# [Text]
NEWINGTON – Just as her class was about to begin cooking one recent morning, 2-year-old Claire Perrault announced, “I like pasta.”
This incited giggles of excitement from fellow toddlers and teachers alike at Family Tree Childcare and Learning Center. Chef Richard Webber smiled at the youngster and inquired how exactly, she liked her pasta.
“With pesto?” he asked.
The preschool’s toddler class then proceeded to assemble a recipe Webber calls “Chicken broccoli pasta bake” – which they would later bring home to enjoy with their families.
It’s not a dish on the menu at the Rooster Company, where he works as Sous Chef, but it was the right pick for this group, according to Webber.
“This recipe is very approachable,” he explained. “It’s something I’ve made at home before.”
That would have meant his daughter Marlowe, 2, had eaten it at least once before she joined her classmates in the cooking workshop led by her dad. Marlowe was one of eight children who took part in the morning’s activity, which began with tying on tiny aprons and ended with eight tinfoil pan suppers.
“I think this is awesome,” Family Tree Owner Jean Sutton whispered as Webber continued the lesson. “They are going to bring this home and bake it with their parents. That makes it really special.”
Daycare Director and Sutton’s daughter Chelsea walked around helping the little ones and taking pictures to send to parents. Each had a big bowl and a long-handled spatula to combine ingredients, which had been chopped, cooked and prepared for them by the chef. The casseroles were topped off with mozzarella cheese and breadcrumbs before each received a top and was stowed away in the refrigerator for the remainder of the day.
One of the lessons Webber wanted to impart on the group was about nutrition. Although the kids wouldn’t have known, he said; the chicken was non-genetically-modified. Plus, broccoli packs a healthy punch.
“This is a wholesome meal. Cooking with kids is important from a nutritional standpoint and it helps them understand that good food is possible.”
Webber also pointed out that making meals is a chance to work on valuable life skills.
“Being able to follow steps, replicating what the instructor is doing, patience and focus are key when it comes to food.”
For parents hoping their toddlers will join them in the kitchen, Webber recommends recipes that lend themselves to stirring, layering and building. Macaroni and cheese, lasagna, meatballs and cookies are just a few suggestions.
The demonstration was one of several activities during the center’s Community Week. Claire’s father visited the next morning to show the class his work gear, as a firefighter for the Bristol Fire Department.
There are currently 26 children enrolled in Family Tree. Registration is open for infants and kids up to 5 years old.

# [Supplied records]
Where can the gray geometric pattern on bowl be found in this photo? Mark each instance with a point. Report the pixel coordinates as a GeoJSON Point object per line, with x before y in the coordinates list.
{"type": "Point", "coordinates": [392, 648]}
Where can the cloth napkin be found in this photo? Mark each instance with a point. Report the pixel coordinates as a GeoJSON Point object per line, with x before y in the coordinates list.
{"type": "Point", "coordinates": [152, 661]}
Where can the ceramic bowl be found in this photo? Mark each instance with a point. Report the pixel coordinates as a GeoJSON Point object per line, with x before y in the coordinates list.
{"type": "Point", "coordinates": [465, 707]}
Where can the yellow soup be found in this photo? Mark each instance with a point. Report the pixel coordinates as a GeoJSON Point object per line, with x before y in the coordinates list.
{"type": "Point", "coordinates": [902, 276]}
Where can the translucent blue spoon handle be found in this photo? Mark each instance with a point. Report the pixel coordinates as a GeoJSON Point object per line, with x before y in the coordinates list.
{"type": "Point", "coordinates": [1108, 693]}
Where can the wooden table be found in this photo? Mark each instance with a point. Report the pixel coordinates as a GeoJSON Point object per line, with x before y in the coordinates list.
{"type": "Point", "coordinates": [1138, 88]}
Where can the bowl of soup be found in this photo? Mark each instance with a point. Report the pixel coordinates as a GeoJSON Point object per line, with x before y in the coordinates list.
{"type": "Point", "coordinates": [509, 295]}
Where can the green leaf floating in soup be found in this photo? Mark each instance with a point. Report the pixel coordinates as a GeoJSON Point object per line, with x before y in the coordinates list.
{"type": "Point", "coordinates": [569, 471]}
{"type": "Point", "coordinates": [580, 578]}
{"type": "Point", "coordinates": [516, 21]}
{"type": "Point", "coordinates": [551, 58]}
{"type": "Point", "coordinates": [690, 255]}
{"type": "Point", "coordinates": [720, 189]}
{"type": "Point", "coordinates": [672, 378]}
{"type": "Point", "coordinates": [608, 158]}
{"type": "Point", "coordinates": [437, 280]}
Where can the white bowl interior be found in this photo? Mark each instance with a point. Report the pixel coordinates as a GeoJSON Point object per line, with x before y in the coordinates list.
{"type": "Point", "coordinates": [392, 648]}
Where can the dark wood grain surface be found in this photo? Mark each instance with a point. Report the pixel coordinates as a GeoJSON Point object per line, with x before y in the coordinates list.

# [Work task 1]
In the article about the toddler cooking class, where does Richard Webber work as sous chef?
# [Work task 2]
Rewrite the article about the toddler cooking class from "The preschool’s toddler" to "tinfoil pan suppers.", replacing "recipe" with "dish".

# [Response area 1]
He works at the Rooster Company.

# [Response area 2]
The preschool’s toddler class then proceeded to assemble a dish Webber calls “Chicken broccoli pasta bake” – which they would later bring home to enjoy with their families.
It’s not a dish on the menu at the Rooster Company, where he works as Sous Chef, but it was the right pick for this group, according to Webber.
“This dish is very approachable,” he explained. “It’s something I’ve made at home before.”
That would have meant his daughter Marlowe, 2, had eaten it at least once before she joined her classmates in the cooking workshop led by her dad. Marlowe was one of eight children who took part in the morning’s activity, which began with tying on tiny aprons and ended with eight tinfoil pan suppers.